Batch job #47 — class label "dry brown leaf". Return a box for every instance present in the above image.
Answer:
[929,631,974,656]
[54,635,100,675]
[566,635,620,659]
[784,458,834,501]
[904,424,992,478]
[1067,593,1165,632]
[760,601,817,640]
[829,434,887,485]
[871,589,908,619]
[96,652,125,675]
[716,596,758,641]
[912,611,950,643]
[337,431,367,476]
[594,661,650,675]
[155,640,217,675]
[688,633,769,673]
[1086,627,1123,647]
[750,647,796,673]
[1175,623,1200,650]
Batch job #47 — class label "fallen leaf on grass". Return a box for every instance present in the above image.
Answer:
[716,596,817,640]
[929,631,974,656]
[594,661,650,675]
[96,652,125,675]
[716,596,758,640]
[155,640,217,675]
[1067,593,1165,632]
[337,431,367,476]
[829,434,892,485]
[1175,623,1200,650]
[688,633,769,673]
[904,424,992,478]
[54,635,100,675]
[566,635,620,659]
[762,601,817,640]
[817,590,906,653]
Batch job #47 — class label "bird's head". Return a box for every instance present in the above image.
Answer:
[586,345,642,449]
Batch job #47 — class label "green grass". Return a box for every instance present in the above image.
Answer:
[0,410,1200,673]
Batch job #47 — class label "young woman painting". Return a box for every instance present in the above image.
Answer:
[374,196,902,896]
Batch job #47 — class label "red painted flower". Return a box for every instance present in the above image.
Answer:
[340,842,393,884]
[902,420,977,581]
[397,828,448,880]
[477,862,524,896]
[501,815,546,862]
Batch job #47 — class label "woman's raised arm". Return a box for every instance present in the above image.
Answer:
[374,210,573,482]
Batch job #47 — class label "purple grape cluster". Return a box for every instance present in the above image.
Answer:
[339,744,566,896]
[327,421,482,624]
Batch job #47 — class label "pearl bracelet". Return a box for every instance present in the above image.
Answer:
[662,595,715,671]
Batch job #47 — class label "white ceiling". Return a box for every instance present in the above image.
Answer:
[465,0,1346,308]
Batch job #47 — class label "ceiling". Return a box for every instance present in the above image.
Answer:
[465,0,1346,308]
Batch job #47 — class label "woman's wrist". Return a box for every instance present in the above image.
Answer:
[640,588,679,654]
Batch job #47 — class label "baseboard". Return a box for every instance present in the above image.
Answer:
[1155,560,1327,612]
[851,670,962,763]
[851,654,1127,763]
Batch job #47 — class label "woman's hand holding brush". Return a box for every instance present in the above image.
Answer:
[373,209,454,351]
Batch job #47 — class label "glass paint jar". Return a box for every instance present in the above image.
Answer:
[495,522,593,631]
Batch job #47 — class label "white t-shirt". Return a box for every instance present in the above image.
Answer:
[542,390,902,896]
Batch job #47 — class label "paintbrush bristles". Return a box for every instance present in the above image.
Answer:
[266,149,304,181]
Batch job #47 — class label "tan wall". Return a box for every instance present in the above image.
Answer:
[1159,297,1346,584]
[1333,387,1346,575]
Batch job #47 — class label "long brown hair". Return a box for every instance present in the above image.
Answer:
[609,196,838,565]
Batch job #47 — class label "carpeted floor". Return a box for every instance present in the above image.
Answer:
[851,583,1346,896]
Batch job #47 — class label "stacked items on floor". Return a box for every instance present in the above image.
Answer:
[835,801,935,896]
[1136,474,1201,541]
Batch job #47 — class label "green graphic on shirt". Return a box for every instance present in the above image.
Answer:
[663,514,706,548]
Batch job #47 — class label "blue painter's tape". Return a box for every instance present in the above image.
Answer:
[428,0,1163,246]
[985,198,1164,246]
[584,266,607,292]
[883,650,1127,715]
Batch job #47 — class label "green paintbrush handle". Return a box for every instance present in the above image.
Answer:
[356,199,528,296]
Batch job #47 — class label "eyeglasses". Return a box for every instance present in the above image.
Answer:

...

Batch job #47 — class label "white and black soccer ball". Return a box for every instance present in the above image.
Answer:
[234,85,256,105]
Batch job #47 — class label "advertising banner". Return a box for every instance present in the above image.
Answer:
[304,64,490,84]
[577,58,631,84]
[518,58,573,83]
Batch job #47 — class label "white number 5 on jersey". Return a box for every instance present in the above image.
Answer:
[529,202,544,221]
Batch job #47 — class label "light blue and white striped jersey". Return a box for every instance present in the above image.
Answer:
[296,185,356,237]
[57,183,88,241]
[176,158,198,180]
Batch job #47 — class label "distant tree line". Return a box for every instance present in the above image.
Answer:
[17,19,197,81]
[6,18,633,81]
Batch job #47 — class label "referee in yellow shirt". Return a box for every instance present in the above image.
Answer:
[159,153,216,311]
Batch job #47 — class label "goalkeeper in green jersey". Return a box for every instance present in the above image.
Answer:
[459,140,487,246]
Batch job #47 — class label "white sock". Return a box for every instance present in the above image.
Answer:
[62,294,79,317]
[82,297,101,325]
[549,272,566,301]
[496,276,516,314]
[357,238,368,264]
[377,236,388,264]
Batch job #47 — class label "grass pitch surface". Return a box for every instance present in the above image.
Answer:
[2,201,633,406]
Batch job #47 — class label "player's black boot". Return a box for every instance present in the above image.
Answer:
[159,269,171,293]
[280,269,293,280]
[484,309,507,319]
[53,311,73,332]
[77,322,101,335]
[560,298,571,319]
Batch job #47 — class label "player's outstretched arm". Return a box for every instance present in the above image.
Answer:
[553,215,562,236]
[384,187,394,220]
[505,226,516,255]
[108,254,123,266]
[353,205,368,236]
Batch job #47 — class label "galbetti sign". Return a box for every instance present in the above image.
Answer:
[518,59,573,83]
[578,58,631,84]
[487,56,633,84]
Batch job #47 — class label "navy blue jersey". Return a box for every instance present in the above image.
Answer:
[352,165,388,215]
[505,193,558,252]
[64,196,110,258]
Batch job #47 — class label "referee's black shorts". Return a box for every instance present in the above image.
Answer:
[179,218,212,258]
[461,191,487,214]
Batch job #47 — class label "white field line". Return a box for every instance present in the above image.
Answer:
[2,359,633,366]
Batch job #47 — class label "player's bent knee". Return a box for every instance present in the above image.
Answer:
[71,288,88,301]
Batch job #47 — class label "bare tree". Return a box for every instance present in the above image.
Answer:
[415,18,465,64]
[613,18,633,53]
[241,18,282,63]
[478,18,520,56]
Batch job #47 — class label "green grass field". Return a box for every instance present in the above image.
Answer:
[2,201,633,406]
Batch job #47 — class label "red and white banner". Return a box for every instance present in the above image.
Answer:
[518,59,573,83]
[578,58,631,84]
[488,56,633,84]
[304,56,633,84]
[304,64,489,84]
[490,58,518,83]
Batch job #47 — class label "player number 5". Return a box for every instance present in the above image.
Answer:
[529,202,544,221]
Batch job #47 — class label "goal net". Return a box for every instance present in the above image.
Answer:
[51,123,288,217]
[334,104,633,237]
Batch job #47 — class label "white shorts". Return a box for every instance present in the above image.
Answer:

---

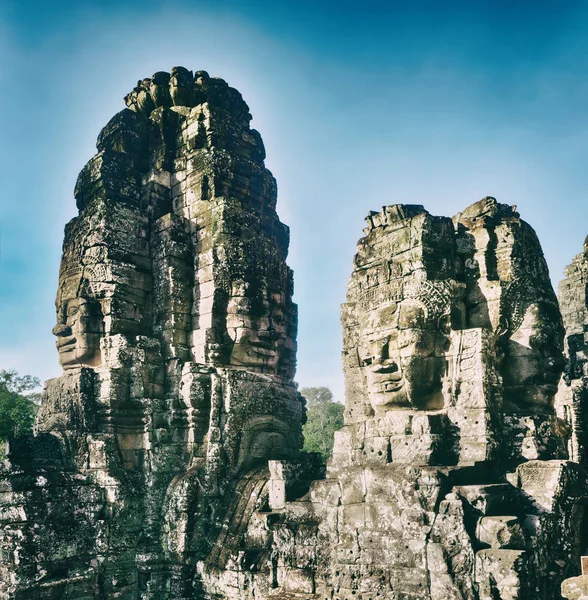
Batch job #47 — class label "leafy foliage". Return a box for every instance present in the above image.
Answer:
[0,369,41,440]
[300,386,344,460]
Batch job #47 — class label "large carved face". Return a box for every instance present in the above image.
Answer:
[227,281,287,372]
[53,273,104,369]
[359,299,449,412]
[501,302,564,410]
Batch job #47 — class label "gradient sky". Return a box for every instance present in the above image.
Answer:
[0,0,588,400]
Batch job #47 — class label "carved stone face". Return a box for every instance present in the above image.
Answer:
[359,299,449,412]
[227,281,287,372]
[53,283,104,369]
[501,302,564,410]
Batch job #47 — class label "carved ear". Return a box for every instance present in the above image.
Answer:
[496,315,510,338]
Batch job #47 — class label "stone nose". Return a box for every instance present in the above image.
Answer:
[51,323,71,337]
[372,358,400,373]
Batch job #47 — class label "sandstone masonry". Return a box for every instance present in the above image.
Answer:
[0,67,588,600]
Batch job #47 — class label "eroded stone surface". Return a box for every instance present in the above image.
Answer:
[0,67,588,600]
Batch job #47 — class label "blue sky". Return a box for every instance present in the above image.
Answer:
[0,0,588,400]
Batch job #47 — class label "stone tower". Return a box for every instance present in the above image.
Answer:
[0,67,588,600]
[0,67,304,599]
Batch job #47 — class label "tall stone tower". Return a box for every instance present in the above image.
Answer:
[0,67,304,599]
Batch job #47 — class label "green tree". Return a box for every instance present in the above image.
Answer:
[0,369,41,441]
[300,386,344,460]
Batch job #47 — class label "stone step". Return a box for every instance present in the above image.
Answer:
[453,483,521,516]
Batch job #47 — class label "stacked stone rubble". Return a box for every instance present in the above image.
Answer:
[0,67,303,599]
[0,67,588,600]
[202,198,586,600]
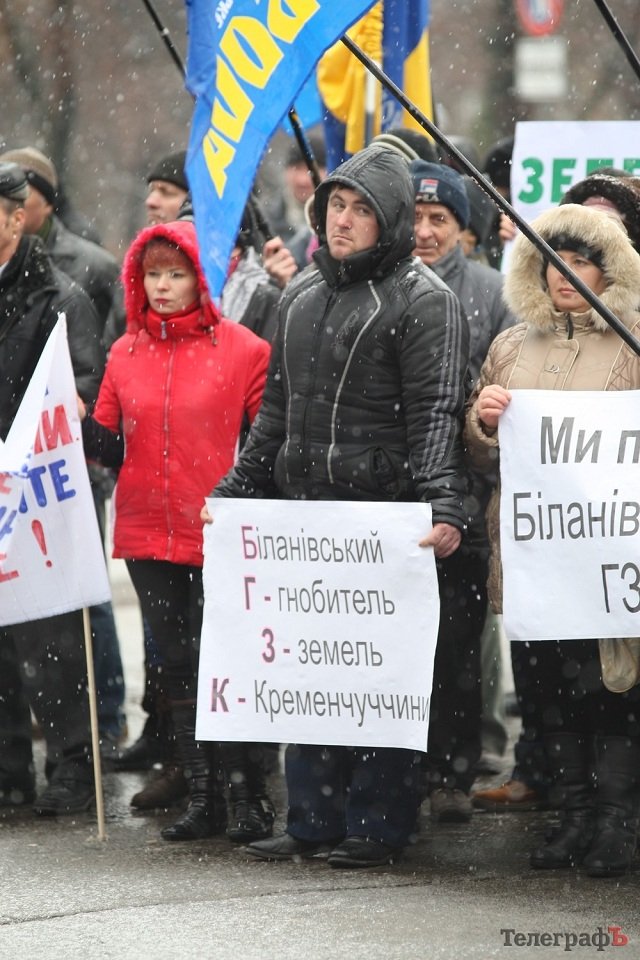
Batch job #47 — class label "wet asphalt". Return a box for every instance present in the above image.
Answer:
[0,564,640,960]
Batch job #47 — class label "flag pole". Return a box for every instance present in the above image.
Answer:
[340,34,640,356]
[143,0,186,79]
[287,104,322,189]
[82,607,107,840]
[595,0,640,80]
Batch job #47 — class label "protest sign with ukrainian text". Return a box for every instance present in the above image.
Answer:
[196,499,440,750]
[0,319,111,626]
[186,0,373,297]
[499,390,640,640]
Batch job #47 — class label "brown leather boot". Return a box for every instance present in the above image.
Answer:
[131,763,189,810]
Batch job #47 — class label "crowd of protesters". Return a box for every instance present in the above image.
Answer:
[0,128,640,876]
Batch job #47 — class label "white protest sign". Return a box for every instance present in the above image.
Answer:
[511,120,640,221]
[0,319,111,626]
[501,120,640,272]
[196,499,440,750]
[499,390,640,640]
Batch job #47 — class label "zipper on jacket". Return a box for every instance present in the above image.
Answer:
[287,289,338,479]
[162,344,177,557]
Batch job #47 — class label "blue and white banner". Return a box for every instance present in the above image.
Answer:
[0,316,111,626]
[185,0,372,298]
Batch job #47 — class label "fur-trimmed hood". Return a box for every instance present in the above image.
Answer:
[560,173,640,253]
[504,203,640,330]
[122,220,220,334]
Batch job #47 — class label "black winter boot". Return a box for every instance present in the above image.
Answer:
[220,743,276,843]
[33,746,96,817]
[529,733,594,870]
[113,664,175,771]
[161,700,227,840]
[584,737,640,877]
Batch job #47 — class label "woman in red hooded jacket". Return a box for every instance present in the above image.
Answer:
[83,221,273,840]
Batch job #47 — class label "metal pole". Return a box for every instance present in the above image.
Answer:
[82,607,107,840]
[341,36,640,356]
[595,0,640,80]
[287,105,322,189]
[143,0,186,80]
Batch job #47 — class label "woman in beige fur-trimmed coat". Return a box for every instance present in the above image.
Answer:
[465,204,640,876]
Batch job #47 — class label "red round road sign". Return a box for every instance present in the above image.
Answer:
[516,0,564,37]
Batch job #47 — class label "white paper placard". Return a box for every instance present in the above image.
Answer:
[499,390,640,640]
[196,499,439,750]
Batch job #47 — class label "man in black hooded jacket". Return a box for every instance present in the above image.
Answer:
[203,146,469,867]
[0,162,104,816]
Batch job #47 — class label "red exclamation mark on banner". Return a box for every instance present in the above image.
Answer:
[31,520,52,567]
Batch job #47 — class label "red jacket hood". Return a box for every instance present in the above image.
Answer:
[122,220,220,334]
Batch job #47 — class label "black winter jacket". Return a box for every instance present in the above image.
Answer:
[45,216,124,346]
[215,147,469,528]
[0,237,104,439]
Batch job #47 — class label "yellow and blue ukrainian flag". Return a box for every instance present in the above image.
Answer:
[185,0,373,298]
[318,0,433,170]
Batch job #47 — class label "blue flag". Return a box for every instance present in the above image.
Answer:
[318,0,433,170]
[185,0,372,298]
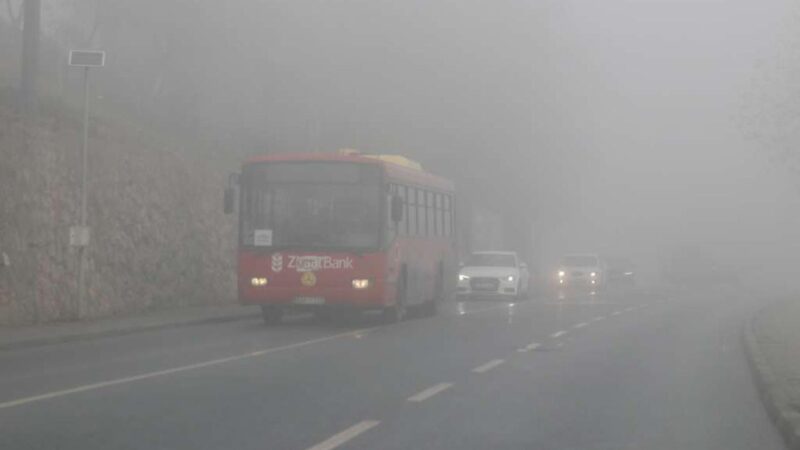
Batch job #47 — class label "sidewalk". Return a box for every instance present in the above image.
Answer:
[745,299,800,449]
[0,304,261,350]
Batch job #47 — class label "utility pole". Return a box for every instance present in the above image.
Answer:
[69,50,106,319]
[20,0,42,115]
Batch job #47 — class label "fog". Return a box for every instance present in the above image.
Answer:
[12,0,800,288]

#### Task brief:
Extract every line of the records above that contains the word "hooded", copying each line in full.

#### Task output:
Batch job #47 — class label "woman in red hooded jacket". Return a box for every instance present in the above image.
Batch job #47 — class label "man in black hooded jacket". Return a box for every instance present in the above image.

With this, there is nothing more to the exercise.